GIVEN RECORDS
※ ※ ※

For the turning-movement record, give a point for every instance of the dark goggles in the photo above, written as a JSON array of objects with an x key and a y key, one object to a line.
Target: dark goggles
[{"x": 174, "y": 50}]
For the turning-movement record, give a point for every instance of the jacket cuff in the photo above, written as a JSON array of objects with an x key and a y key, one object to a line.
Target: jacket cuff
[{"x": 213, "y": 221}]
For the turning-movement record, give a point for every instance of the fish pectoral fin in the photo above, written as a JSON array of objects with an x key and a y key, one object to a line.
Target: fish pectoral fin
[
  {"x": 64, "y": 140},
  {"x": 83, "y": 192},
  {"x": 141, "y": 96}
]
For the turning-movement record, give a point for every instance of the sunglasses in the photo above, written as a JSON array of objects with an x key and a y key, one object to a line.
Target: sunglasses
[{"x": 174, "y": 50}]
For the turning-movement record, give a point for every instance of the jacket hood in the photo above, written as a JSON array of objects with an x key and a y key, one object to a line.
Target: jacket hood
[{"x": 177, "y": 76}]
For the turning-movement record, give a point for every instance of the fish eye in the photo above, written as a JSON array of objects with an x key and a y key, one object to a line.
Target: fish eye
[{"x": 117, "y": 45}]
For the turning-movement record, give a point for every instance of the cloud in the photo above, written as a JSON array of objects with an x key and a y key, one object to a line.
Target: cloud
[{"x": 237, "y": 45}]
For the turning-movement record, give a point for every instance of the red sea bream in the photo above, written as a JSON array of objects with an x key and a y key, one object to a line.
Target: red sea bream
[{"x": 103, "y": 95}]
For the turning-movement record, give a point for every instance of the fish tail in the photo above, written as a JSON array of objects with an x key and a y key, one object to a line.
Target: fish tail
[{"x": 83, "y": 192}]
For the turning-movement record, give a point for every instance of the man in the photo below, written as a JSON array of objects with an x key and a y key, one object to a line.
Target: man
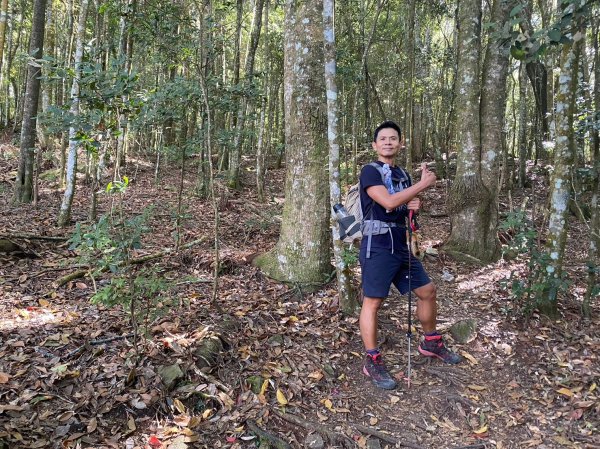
[{"x": 384, "y": 256}]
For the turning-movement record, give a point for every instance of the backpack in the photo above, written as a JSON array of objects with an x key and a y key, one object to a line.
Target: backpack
[{"x": 350, "y": 230}]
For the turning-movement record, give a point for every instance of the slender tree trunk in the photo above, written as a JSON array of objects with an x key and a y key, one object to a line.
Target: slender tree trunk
[
  {"x": 260, "y": 145},
  {"x": 492, "y": 107},
  {"x": 593, "y": 264},
  {"x": 224, "y": 163},
  {"x": 302, "y": 254},
  {"x": 245, "y": 102},
  {"x": 347, "y": 301},
  {"x": 64, "y": 214},
  {"x": 522, "y": 140},
  {"x": 410, "y": 104},
  {"x": 3, "y": 20},
  {"x": 560, "y": 183},
  {"x": 24, "y": 184}
]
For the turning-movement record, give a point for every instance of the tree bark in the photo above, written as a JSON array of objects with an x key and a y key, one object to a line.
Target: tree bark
[
  {"x": 522, "y": 140},
  {"x": 260, "y": 145},
  {"x": 24, "y": 184},
  {"x": 347, "y": 297},
  {"x": 3, "y": 19},
  {"x": 469, "y": 200},
  {"x": 492, "y": 112},
  {"x": 302, "y": 255},
  {"x": 245, "y": 101},
  {"x": 64, "y": 214},
  {"x": 560, "y": 183},
  {"x": 594, "y": 244}
]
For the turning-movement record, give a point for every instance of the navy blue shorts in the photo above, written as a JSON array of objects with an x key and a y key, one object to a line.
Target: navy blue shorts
[{"x": 383, "y": 269}]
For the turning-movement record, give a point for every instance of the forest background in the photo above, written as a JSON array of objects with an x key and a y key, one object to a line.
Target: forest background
[{"x": 153, "y": 150}]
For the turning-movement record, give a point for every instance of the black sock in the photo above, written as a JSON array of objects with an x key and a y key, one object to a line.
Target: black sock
[{"x": 373, "y": 352}]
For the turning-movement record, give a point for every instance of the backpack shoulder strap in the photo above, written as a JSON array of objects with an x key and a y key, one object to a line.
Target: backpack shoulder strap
[{"x": 379, "y": 169}]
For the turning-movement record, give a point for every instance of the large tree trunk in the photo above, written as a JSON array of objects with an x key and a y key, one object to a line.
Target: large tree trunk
[
  {"x": 64, "y": 215},
  {"x": 594, "y": 245},
  {"x": 348, "y": 302},
  {"x": 24, "y": 184},
  {"x": 469, "y": 200},
  {"x": 560, "y": 184},
  {"x": 302, "y": 254},
  {"x": 3, "y": 17},
  {"x": 493, "y": 99}
]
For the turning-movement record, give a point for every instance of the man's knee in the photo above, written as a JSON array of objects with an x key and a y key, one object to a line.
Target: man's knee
[
  {"x": 427, "y": 292},
  {"x": 371, "y": 303}
]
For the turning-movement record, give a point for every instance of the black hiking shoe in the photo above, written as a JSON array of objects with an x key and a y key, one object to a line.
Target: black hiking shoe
[
  {"x": 433, "y": 346},
  {"x": 376, "y": 370}
]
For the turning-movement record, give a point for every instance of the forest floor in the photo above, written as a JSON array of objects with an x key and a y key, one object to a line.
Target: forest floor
[{"x": 286, "y": 362}]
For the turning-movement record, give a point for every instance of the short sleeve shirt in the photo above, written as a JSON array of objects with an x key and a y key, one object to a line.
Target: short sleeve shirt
[{"x": 369, "y": 177}]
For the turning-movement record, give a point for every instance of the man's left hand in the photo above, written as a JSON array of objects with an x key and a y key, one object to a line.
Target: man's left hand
[{"x": 414, "y": 204}]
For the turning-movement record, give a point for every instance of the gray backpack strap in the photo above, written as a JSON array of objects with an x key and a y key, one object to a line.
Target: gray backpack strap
[{"x": 370, "y": 236}]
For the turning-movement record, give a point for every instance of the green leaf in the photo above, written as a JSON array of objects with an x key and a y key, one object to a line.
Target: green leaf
[
  {"x": 517, "y": 53},
  {"x": 517, "y": 9},
  {"x": 554, "y": 35}
]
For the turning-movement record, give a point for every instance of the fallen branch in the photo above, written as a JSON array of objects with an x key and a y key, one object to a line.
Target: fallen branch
[
  {"x": 472, "y": 446},
  {"x": 464, "y": 401},
  {"x": 385, "y": 437},
  {"x": 101, "y": 341},
  {"x": 447, "y": 376},
  {"x": 333, "y": 437},
  {"x": 81, "y": 273},
  {"x": 272, "y": 440},
  {"x": 210, "y": 379},
  {"x": 34, "y": 237}
]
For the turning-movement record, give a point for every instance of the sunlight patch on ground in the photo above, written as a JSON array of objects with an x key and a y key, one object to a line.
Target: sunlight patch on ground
[
  {"x": 14, "y": 318},
  {"x": 484, "y": 279}
]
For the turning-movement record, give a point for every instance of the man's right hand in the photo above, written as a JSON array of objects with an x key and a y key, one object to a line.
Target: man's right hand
[{"x": 428, "y": 177}]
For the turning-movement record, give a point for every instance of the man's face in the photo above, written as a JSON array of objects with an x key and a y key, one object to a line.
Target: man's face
[{"x": 387, "y": 143}]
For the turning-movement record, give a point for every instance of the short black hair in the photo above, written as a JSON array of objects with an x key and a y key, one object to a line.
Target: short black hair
[{"x": 384, "y": 125}]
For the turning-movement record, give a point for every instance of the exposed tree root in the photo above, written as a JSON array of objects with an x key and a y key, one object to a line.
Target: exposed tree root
[
  {"x": 95, "y": 343},
  {"x": 452, "y": 378},
  {"x": 462, "y": 256},
  {"x": 81, "y": 273},
  {"x": 386, "y": 437},
  {"x": 34, "y": 237},
  {"x": 265, "y": 437},
  {"x": 332, "y": 437}
]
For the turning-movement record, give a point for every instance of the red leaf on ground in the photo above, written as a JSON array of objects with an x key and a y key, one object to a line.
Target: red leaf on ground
[{"x": 154, "y": 441}]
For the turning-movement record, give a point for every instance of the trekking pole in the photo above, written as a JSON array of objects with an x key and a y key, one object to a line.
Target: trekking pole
[{"x": 409, "y": 332}]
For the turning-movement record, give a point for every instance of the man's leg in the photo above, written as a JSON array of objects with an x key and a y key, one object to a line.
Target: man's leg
[
  {"x": 433, "y": 344},
  {"x": 427, "y": 307},
  {"x": 374, "y": 366},
  {"x": 368, "y": 321}
]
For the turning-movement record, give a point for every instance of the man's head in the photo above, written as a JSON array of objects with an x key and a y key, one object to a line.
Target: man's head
[
  {"x": 386, "y": 141},
  {"x": 384, "y": 125}
]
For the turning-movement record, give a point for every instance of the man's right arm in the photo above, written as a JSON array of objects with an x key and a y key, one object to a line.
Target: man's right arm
[{"x": 380, "y": 195}]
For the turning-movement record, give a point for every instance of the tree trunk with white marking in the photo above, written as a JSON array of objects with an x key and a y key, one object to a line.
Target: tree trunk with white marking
[
  {"x": 64, "y": 215},
  {"x": 302, "y": 254}
]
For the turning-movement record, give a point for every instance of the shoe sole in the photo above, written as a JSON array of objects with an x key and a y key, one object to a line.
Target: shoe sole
[
  {"x": 433, "y": 354},
  {"x": 383, "y": 387}
]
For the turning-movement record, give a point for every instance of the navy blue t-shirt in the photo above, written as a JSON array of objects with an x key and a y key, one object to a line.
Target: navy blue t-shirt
[{"x": 370, "y": 176}]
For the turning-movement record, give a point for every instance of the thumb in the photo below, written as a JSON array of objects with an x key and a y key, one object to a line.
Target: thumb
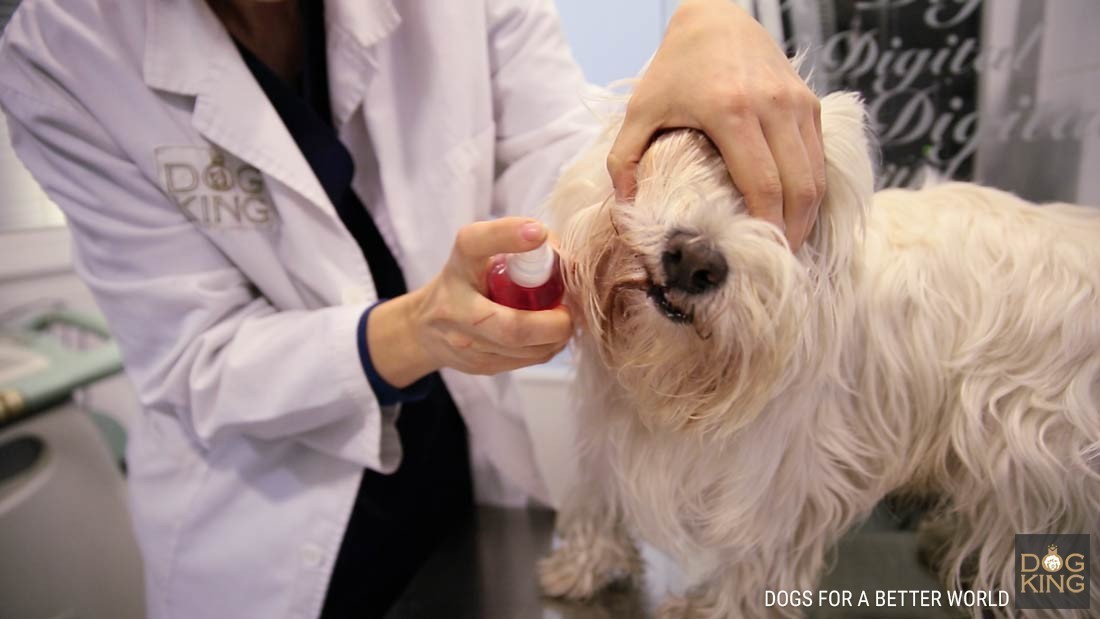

※ ※ ※

SHORT EXERCISE
Quote the listing verbatim from the line containing "of the trekking" through the end of the listing, both ends included, and leave the pictures out.

OUTPUT FOR THIS TASK
For the turning-movement record, give a point for every instance of the trekking pole in the photo above, written as a JSON array of objects with an x key and a y key, one object to a line.
Target: trekking pole
[{"x": 409, "y": 332}]
For the turning-movement record, give a point for every instance of the man's leg in the photo above, written as a JSON array of objects with an x key and a y key, one object to a line.
Target: man's leg
[
  {"x": 433, "y": 344},
  {"x": 427, "y": 307},
  {"x": 374, "y": 366},
  {"x": 368, "y": 321}
]
For the turning-movement record, give a point for every instance of the man's head in the photo above, written as a JSON array of objects with an x key and a y key, one object to a line.
Target: man's head
[
  {"x": 386, "y": 141},
  {"x": 384, "y": 125}
]
For the turning-movement record, give a point for every instance of the man's right arm in the photo above, written as a JSON array of objects with an x key and a y key, one object to a line.
Target: man's right arm
[{"x": 380, "y": 195}]
For the turning-movement record, give a point for every instance of the tree trunk with white marking in the photo above, written as a JSON array of objects with an x key and a y key, one object to a line.
Target: tree trunk with white marking
[
  {"x": 64, "y": 215},
  {"x": 302, "y": 254}
]
For the turning-movement record, give a point for every instance of the shoe sole in the photo above, written as a JSON array of objects with an x key and a y key, one object to a line.
Target: shoe sole
[
  {"x": 433, "y": 354},
  {"x": 383, "y": 387}
]
For the turning-movement record, give a point for every instance of the navy blue t-shirt in the photo above, written as a JSON array of objects with an x key and a y key, one object to a line.
Target: navy blue t-shirt
[{"x": 370, "y": 176}]
For the turning-movement record, give a point for every instance of the thumb in the photo below, written as a JSON array of objects with an x key and a y key, one object to a line.
Target: thumb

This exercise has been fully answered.